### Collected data
--------

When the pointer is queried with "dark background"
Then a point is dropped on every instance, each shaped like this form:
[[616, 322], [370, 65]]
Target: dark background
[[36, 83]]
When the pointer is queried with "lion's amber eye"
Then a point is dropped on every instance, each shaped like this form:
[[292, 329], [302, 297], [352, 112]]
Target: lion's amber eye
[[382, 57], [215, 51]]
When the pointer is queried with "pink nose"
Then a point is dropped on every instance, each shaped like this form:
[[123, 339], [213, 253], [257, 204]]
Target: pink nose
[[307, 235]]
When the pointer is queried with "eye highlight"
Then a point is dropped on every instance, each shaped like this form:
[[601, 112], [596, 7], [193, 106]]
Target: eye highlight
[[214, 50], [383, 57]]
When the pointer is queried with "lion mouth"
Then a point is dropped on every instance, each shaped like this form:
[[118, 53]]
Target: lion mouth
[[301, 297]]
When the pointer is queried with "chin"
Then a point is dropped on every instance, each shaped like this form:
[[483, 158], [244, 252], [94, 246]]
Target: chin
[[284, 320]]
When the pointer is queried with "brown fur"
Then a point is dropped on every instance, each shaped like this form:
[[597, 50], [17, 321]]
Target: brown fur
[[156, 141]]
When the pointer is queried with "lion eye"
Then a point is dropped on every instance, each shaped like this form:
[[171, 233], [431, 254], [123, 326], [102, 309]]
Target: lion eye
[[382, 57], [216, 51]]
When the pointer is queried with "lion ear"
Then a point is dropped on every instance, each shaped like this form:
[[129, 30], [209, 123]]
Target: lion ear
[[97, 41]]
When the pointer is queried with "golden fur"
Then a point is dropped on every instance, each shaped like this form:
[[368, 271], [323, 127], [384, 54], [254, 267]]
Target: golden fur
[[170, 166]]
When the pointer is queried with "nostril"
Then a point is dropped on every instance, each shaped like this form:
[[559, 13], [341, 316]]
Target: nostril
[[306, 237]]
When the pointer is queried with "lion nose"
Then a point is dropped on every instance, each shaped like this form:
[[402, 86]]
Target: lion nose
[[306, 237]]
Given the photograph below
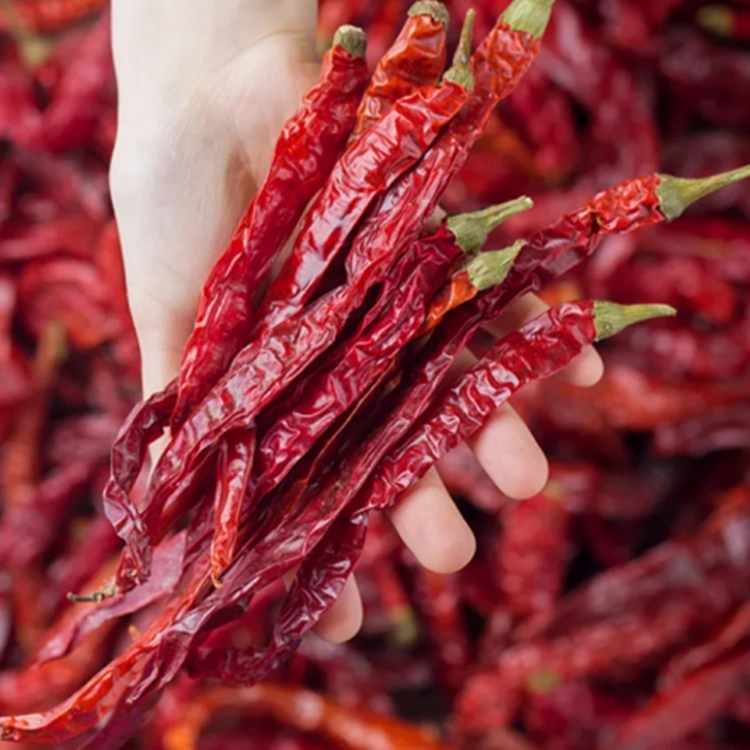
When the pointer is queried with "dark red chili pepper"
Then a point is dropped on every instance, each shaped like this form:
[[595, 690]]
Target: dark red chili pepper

--------

### THE REQUEST
Reproduce the listing above verbatim, starting at its first line and ending with the line that contains "[[170, 166]]". Include both of those lines.

### EXERCISE RESULT
When the pointer is queried with "dark background"
Then a point is dropped on every instance, each shaped like this form:
[[616, 322], [370, 65]]
Target: dark background
[[36, 83]]
When the pointer is queried with "lion's amber eye"
Then a point is dropped on every instance, each shaped like this form:
[[292, 329], [302, 297], [352, 112]]
Target: lion's amber eye
[[382, 57], [215, 51]]
When the pointer is queried with "pink nose"
Then a point is dropped on every instance, each shaped like this form:
[[123, 339], [213, 253], [257, 204]]
Target: pink nose
[[307, 235]]
When the pointer is queried with "eye highlight"
Then a point is dropped on every instance, each shaped like this form:
[[601, 112], [596, 7], [193, 106]]
Target: eye highlight
[[214, 50], [383, 57]]
When the pointer is queried with "lion mouth"
Then a point is dropped on every instance, each shaped like this form:
[[118, 53]]
Target: lion mouth
[[301, 297]]
When the pointer is queried with "chin"
Then a point is dropped on every instance, each shaped like this form:
[[483, 158], [244, 252], [94, 246]]
Target: chin
[[284, 320]]
When the pointer is queried with "brown fur"
Then a point is dropped on every instance, each shaped like this form:
[[597, 50], [17, 321]]
Target: brown fur
[[156, 141]]
When the pointer is queried with "lion eye"
Then a point is dropped on every instance, each shaped like this form:
[[171, 233], [431, 254], [123, 326], [102, 309]]
Target: lion eye
[[382, 57], [216, 51]]
When the pointer is queried with "lion ear"
Then a point is dropped on every instance, each shaped like this form:
[[129, 30], [209, 123]]
Target: lion ear
[[97, 41]]
When the pointer is queried with "golden fur"
Then a point is dropped on every instance, each shaped like this form:
[[368, 271], [323, 127], [384, 54], [254, 267]]
Target: golden fur
[[170, 166]]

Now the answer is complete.